■ WHAT IS BEING ASKED
Your answer should be the exact lines of the data below from the one containing "of the small" through the one containing "of the metal"; please include nothing else.

START EXCERPTED RECORDS

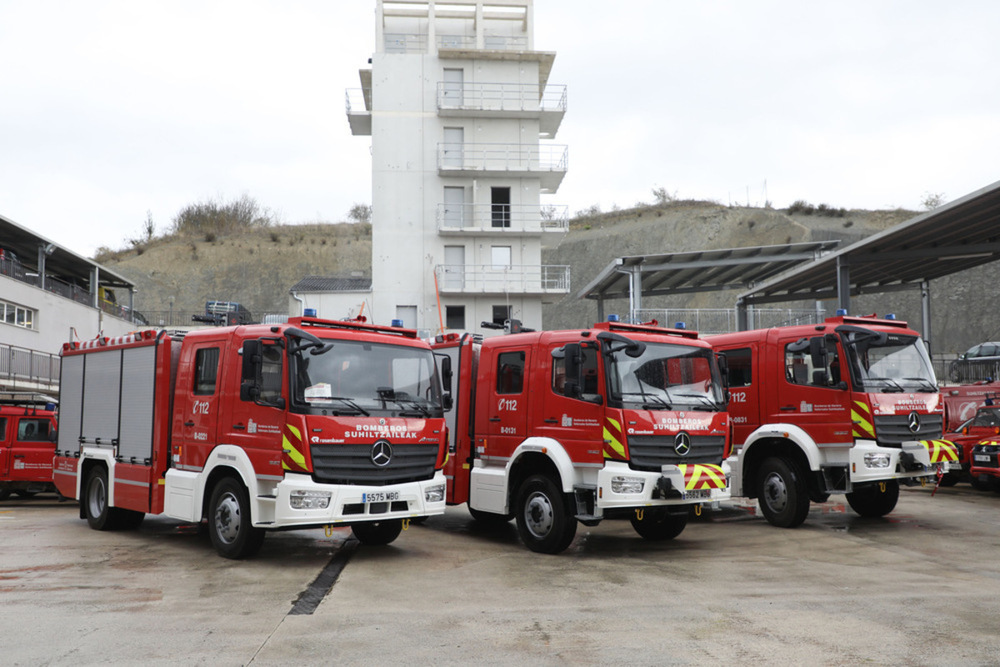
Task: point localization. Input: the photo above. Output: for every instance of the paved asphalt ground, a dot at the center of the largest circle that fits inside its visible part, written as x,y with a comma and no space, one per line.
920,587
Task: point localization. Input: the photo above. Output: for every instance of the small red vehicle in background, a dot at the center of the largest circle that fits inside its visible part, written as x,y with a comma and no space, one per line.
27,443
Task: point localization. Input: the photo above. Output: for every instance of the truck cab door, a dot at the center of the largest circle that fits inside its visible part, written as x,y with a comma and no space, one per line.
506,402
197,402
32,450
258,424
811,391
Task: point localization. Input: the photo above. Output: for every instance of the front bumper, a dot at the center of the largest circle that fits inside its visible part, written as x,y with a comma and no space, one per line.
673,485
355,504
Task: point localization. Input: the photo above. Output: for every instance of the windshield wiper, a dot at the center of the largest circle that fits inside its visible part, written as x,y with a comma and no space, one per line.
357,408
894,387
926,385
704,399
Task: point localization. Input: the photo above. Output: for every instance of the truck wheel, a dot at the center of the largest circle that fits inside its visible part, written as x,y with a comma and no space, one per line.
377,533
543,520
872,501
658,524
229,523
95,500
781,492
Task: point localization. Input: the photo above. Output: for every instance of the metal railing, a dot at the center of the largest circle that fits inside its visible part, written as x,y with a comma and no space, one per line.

END EXCERPTED RECORDS
START EXCERPTED RECORDS

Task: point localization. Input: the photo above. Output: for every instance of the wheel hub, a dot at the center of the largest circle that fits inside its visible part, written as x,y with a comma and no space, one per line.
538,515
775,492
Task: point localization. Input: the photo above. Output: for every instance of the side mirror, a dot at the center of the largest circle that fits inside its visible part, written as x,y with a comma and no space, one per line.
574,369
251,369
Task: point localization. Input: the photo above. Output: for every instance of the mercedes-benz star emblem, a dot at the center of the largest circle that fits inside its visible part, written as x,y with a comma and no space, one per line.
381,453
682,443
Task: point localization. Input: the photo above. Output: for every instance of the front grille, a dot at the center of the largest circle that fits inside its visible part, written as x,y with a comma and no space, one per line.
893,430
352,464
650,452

END EXCERPTED RECORDS
START EXCERPTED RECORDS

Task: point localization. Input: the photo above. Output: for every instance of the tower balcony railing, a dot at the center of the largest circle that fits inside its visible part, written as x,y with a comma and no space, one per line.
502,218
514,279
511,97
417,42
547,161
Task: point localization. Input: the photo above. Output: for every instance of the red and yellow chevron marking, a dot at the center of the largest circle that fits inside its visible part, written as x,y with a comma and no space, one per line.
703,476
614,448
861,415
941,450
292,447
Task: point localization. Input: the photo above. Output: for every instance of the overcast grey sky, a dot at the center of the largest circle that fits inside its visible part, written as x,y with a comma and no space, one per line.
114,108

END EXCERPTED RECORDS

■ TASK RESPONSE
Task: point localization. Input: the photo above. Output: for every instance of the small red vehicle in background, a dot at the center of the largest circle that fits inside its visible part, written as x,y with a comma and no space, one per line.
27,443
Task: point localization. Input: the photo above. Output: for every instance of the truck cab door, a dot at the center of the largest circle that fits inside its visible part, written as x,y with a comma and no space, one per line.
506,402
197,402
32,450
258,424
811,391
Task: point localization. Input: the photo above. Output: for every instance of the front bumper, a dot at the center of the largest circle that fits inside its visible part, written as x,y with a comma and no space, one per line.
673,485
355,504
Task: point localization. Input: the photo above. Output: for every instance of the windshield wiper, a dot at the center of the largest circle that fits inside its visible part, written as x,y with a comma and no space, one per line.
357,408
894,387
926,385
704,399
Task: point localization. Input: the photo above. Output: for every instance of the truck wheel, a dot at the center of the largest circle that fits inside its visible part, written as x,y with a comma and no space, one per line.
377,533
543,520
872,501
658,524
229,523
95,500
781,492
Task: point localization. Input: the photo above. Output: for every instance of the metal railing, a dot at the center of the largest circle that fits inside its visible part, written as x,y with a comma and no space, one per line.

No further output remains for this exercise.